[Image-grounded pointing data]
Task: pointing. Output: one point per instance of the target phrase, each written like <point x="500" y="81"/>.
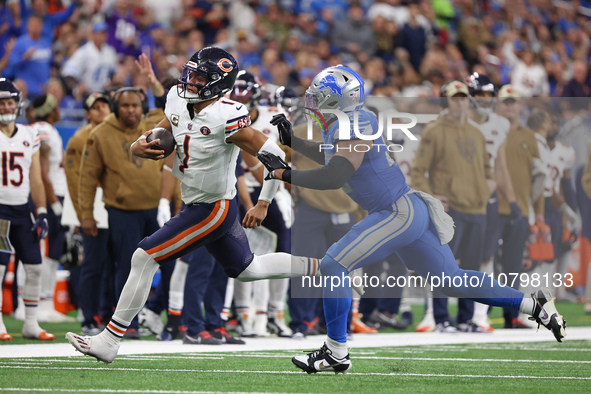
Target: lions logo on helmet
<point x="336" y="87"/>
<point x="213" y="65"/>
<point x="8" y="90"/>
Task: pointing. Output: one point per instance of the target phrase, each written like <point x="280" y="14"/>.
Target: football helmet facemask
<point x="216" y="67"/>
<point x="8" y="90"/>
<point x="335" y="87"/>
<point x="246" y="89"/>
<point x="479" y="84"/>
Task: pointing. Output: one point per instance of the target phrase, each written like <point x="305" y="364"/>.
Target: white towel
<point x="444" y="224"/>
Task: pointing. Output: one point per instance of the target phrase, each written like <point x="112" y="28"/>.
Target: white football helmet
<point x="335" y="87"/>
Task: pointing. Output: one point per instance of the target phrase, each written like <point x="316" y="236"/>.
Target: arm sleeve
<point x="310" y="149"/>
<point x="91" y="168"/>
<point x="270" y="186"/>
<point x="332" y="176"/>
<point x="423" y="161"/>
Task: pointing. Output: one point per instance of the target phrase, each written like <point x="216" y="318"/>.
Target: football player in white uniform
<point x="270" y="296"/>
<point x="209" y="131"/>
<point x="483" y="98"/>
<point x="21" y="176"/>
<point x="46" y="110"/>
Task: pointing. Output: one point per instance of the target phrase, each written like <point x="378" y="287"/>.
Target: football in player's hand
<point x="166" y="143"/>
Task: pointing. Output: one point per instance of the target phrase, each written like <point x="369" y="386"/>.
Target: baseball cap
<point x="99" y="27"/>
<point x="456" y="87"/>
<point x="92" y="98"/>
<point x="508" y="92"/>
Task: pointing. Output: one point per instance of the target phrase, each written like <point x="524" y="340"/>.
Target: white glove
<point x="57" y="208"/>
<point x="571" y="217"/>
<point x="163" y="215"/>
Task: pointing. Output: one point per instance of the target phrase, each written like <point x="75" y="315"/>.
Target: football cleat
<point x="203" y="338"/>
<point x="276" y="325"/>
<point x="322" y="361"/>
<point x="96" y="346"/>
<point x="5" y="337"/>
<point x="36" y="332"/>
<point x="446" y="328"/>
<point x="225" y="337"/>
<point x="545" y="313"/>
<point x="151" y="320"/>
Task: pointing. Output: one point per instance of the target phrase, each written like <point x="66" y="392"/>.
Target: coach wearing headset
<point x="131" y="185"/>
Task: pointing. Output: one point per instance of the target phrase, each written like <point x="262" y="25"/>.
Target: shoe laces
<point x="222" y="330"/>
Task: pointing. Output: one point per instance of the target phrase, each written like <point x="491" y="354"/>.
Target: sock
<point x="527" y="305"/>
<point x="134" y="293"/>
<point x="48" y="280"/>
<point x="278" y="293"/>
<point x="260" y="295"/>
<point x="2" y="272"/>
<point x="338" y="349"/>
<point x="228" y="299"/>
<point x="177" y="288"/>
<point x="279" y="265"/>
<point x="336" y="299"/>
<point x="31" y="293"/>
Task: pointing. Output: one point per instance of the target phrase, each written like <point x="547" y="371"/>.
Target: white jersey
<point x="405" y="158"/>
<point x="494" y="130"/>
<point x="562" y="158"/>
<point x="205" y="163"/>
<point x="15" y="159"/>
<point x="263" y="124"/>
<point x="57" y="175"/>
<point x="92" y="66"/>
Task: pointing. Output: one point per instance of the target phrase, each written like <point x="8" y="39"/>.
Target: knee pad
<point x="331" y="267"/>
<point x="32" y="271"/>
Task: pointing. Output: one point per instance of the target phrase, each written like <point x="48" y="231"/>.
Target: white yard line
<point x="231" y="371"/>
<point x="268" y="344"/>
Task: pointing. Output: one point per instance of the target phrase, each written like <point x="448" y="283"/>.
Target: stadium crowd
<point x="72" y="50"/>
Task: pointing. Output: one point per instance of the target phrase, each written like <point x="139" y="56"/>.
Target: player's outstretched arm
<point x="334" y="175"/>
<point x="144" y="149"/>
<point x="310" y="149"/>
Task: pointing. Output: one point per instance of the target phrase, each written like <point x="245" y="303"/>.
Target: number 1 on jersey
<point x="185" y="163"/>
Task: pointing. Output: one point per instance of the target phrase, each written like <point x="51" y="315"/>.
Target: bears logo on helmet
<point x="216" y="67"/>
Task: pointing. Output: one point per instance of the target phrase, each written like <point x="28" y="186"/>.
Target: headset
<point x="138" y="91"/>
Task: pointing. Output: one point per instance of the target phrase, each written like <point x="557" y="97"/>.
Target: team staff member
<point x="96" y="256"/>
<point x="527" y="173"/>
<point x="451" y="146"/>
<point x="131" y="185"/>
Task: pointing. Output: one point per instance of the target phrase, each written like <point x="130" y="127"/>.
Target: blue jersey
<point x="378" y="182"/>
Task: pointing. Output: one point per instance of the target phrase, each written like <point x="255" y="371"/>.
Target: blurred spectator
<point x="414" y="38"/>
<point x="31" y="57"/>
<point x="210" y="16"/>
<point x="121" y="27"/>
<point x="580" y="84"/>
<point x="91" y="66"/>
<point x="52" y="20"/>
<point x="354" y="35"/>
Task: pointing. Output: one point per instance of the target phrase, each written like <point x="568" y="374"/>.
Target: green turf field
<point x="531" y="367"/>
<point x="573" y="313"/>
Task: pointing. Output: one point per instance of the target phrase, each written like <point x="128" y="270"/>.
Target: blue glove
<point x="516" y="213"/>
<point x="41" y="226"/>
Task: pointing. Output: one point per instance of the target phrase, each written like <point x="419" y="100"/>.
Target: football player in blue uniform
<point x="410" y="223"/>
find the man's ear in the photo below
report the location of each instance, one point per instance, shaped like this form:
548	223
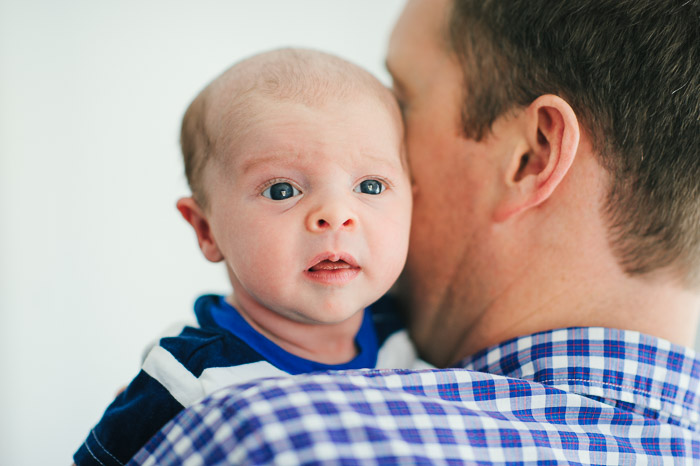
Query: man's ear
195	216
549	141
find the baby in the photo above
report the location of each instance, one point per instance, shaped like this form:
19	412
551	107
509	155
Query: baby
300	186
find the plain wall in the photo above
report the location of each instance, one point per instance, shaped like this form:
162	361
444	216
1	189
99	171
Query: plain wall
95	261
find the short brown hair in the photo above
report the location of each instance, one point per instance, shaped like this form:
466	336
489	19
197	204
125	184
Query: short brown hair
300	75
630	69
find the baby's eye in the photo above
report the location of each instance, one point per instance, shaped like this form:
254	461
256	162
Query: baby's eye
280	191
370	187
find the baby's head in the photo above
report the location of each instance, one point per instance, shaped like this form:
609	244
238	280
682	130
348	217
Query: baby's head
295	160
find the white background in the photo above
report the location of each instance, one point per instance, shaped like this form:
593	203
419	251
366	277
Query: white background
95	261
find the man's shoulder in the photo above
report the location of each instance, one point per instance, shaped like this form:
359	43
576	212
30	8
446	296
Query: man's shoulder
422	416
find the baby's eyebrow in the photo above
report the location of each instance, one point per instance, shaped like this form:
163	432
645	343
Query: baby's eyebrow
252	162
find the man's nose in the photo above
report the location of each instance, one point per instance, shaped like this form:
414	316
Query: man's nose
331	216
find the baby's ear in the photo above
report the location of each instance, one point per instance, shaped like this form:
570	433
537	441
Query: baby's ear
196	217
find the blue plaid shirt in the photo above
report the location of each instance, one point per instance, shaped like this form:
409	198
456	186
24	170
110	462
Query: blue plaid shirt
569	396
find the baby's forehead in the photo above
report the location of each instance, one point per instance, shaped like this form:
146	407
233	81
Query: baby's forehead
360	128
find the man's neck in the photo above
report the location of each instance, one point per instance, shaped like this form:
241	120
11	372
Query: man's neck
553	269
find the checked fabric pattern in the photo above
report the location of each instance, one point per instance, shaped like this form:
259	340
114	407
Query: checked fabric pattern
569	396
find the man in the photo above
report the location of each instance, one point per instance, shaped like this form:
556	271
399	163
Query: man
555	253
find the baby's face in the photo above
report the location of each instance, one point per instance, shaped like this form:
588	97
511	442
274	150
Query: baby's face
312	207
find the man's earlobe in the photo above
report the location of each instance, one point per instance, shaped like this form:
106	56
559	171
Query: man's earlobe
195	216
550	139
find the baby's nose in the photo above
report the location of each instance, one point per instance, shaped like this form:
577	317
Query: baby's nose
331	217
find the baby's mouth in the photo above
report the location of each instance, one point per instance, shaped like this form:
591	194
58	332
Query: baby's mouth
333	269
331	265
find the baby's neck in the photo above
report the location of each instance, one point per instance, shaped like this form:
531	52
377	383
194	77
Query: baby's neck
325	343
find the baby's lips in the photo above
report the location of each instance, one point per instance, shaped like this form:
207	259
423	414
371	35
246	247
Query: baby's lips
330	260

[Action item] Although pictures appear among the records above, none are to be output; print exactly the lines from the line containing "Target: football player in blue uniform" through the line containing "find the blue plaid shirt in the photo above".

[Answer to this problem]
Target: football player in blue uniform
<point x="410" y="223"/>
find the man's ear in the photo below
report the location of each instance, one point per instance, shaped like this form:
548	223
Query: man's ear
195	216
549	141
find the baby in the photo above
report the location of each instance, one point per instance, shaped like this form:
19	412
551	107
509	155
Query: baby
300	186
find the plain wall in the photo above
report the location of each instance, one point per instance, shaped like this form:
162	361
444	216
1	189
99	171
Query: plain wall
95	261
find the short brown hair in the photo above
report the location of each instance, one point per instance, shaped like this form:
466	336
489	19
197	204
125	184
Query: short brown hair
300	75
630	69
find the baby's eye in the photo above
report the location of each instance, one point per instance, shaped like this form:
254	461
256	162
Query: baby's eye
280	191
370	187
find the baby's head in the photo above
report the location of each instance, one point per instance, shaped like this form:
609	244
238	280
682	130
348	217
Query: baby's head
295	160
find the white background in the photo above
report the location of each instance, one point per instance, shaped like this form:
593	203
419	251
366	277
Query: white background
95	261
find the man's shoulder in the photo above
report the location of each instance, one point per instance, shaped like this form:
359	43
576	212
30	8
446	296
Query: man's shoulder
422	416
find the baby's eyebrow in the photo above
report the location of each instance, one point per instance, shaped like this form:
163	432
645	343
Query: baby's eyebrow
252	162
find the man's nose in the photo above
report the location of each instance, one point per instance, shaped like this form:
414	316
Query: man's nose
331	216
find the baby's ear in the photo above
report the location of each instance, one point per instance, shaped like this form:
570	433
537	441
Query: baby's ear
196	217
find the blue plaid shirt in the photo above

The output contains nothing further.